Output the material below in full, exactly as it is.

PROVIDED ENTRIES
○ ○ ○
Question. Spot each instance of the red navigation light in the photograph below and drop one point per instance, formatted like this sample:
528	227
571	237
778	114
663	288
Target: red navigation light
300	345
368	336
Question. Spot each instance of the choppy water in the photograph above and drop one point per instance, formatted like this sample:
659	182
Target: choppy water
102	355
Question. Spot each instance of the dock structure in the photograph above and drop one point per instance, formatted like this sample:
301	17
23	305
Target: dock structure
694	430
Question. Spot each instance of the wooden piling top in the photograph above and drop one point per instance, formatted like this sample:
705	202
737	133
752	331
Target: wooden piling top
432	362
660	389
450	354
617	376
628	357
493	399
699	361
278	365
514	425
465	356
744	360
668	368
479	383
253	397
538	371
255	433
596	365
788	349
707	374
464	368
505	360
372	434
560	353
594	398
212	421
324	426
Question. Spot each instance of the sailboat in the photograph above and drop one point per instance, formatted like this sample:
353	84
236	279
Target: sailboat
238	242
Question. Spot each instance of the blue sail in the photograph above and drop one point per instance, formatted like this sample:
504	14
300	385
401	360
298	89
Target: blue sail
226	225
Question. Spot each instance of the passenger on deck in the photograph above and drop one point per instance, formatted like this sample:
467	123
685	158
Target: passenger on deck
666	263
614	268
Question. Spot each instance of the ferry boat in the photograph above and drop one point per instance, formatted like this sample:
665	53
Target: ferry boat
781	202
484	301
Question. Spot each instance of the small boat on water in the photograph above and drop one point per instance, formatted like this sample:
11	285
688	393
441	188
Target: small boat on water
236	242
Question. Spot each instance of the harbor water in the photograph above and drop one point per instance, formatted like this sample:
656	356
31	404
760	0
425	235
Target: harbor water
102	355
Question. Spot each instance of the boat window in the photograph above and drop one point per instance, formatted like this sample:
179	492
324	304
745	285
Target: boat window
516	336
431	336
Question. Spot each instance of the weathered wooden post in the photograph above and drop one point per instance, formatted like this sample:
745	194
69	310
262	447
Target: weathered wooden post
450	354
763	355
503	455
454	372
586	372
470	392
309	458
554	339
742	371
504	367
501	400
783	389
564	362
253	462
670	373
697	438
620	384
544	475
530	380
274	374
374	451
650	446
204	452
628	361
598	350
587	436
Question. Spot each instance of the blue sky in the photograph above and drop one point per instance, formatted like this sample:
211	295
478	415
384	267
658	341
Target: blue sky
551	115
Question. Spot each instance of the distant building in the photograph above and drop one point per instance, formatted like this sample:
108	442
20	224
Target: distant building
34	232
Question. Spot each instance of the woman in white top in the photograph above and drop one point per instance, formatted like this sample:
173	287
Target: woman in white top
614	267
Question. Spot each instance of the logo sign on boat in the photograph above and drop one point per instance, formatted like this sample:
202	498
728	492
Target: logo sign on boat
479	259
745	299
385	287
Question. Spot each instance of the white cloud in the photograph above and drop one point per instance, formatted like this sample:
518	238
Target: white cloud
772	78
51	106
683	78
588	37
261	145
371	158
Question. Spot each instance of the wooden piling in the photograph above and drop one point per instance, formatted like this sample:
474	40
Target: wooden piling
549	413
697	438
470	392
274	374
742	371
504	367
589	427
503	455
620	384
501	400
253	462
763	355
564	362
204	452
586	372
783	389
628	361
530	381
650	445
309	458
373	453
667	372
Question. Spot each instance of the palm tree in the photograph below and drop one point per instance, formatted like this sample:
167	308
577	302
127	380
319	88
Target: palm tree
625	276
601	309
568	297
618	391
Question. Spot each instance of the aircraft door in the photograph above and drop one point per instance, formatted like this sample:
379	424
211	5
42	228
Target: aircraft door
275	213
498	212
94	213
○ ○ ○
SOLUTION TO THIS EXERCISE
Question. Spot each instance of the red navigation light in the photograph below and drop one point per instance, formatted like this sample:
528	227
571	237
778	114
663	288
Target: red navigation light
300	345
368	336
Question. Spot each instance of the choppy water in the photograph above and drop one point per instance, formatted like this sample:
659	182
Target: choppy water
102	355
Question. Spot each instance of the dock structure in the photograph above and drop one point per instance, formatted like this sample:
301	17
23	305
Target: dock structure
694	430
Question. Spot each instance of the wooden piling top in the photograph above and drop one point per instance, formatted like this sample:
705	202
737	133
752	331
Target: wooden piling top
432	362
660	389
450	354
617	376
628	357
493	399
699	361
278	365
514	425
465	356
744	360
668	368
479	383
253	397
538	371
255	433
596	365
788	349
707	374
464	368
505	360
372	434
560	353
594	398
212	421
324	426
Question. Spot each instance of the sailboat in the photograph above and drop one point per instance, formatted like this sample:
353	84
236	279
Target: sailboat
238	242
Question. Spot each instance of the blue sail in the photograph above and drop one point per instance, formatted like this sample:
504	14
300	385
401	360
298	89
Target: blue sail
226	225
Question. Spot each instance of the passenger on deck in the photograph above and drop one point per instance, formatted like this sample:
467	123
685	158
Target: passenger on deck
666	263
614	268
Question. Spot each instance of the ferry boat in the photograph above and drop one point per instance, formatted like this sample:
665	53
Target: ferry boat
781	202
484	301
Question. Spot each instance of the small boat on water in the photograph above and drop one point per instance, formatted like this sample:
11	285
688	393
441	188
Target: small boat on water
236	242
Question. Spot each instance of the harbor water in the photograph above and drop one point per instance, formatted like this sample:
656	356
31	404
760	0
425	235
Target: harbor water
102	355
Question. Spot each instance of the boat window in the photograph above and drop one point per instance, formatted like this sample:
179	492
324	304
745	285
Target: boat window
516	336
431	336
Question. Spot each instance of the weathered wooden post in the photograph above and drop one point per instance, formatted like this sample:
745	194
69	310
262	447
Target: weathered wooden post
450	354
763	355
503	455
454	372
586	372
470	392
309	458
554	339
742	371
504	367
501	400
783	389
564	362
253	462
670	373
697	438
620	384
544	475
530	380
274	374
374	451
650	446
204	452
628	361
598	350
587	436
Question. Spot each instance of the blue sky in the photograph above and drop one point per instance, formatted like this sample:
211	295
478	415
384	267
658	341
Target: blue sky
551	115
Question. Spot each instance of the distant building in the photograph above and drop one point per instance, formatted like this sample:
108	442
20	224
Target: distant building
34	232
Question. Spot each instance of the woman in white top in the photograph above and drop one point per instance, formatted like this sample:
173	287
Target: woman in white top
614	267
Question. Spot each instance of the logo sign on boat in the photograph above and drop one point per instance, formatted like this sample:
202	498
728	492
Target: logo sign on boat
479	259
745	299
385	287
Question. Spot each instance of the white cloud in the photograph above and drop one point per instance, formatted like this sample:
518	238
Target: white cloud
772	78
51	106
683	78
588	37
261	145
371	158
Question. Spot each instance of the wooden piling in the photograph above and drop one point per instance, formatted like this sample:
474	40
Target: wooden piling
549	413
697	438
470	392
274	374
742	371
504	367
589	427
503	455
620	384
501	400
253	462
763	355
564	362
204	452
586	372
783	389
628	361
530	381
650	445
309	458
373	453
667	372
Question. Spot each instance of the palm tree in the photograph below and drop one point per instance, formatted like this sample:
167	308
577	302
127	380
319	88
Target: palm tree
625	276
601	309
568	297
618	391
Question. Spot each instance of the aircraft door in the photograph above and drop one point per instance, formatted like this sample:
379	424
211	5
42	228
Target: aircraft door
275	213
498	212
94	213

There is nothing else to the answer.